- **MATERIAL FOR THE TASK**:
####################

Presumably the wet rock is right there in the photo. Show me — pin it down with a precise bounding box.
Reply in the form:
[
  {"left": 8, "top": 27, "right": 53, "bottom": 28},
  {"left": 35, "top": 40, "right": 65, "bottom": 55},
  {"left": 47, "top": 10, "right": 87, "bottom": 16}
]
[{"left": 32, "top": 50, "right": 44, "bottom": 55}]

####################

- **PROBLEM TO WORK ON**: Put every line of the records into a Markdown table with the columns Row and Line, numbering the rows and leaving out blank lines.

- **EXERCISE OUTPUT**:
| Row | Line |
|---|---|
| 1 | Presumably the wet rock is right there in the photo. Show me — pin it down with a precise bounding box. |
| 2 | Reply in the form: |
| 3 | [ |
| 4 |   {"left": 8, "top": 27, "right": 53, "bottom": 28}, |
| 5 |   {"left": 35, "top": 40, "right": 65, "bottom": 55}, |
| 6 |   {"left": 47, "top": 10, "right": 87, "bottom": 16} |
| 7 | ] |
| 8 | [{"left": 32, "top": 50, "right": 44, "bottom": 55}] |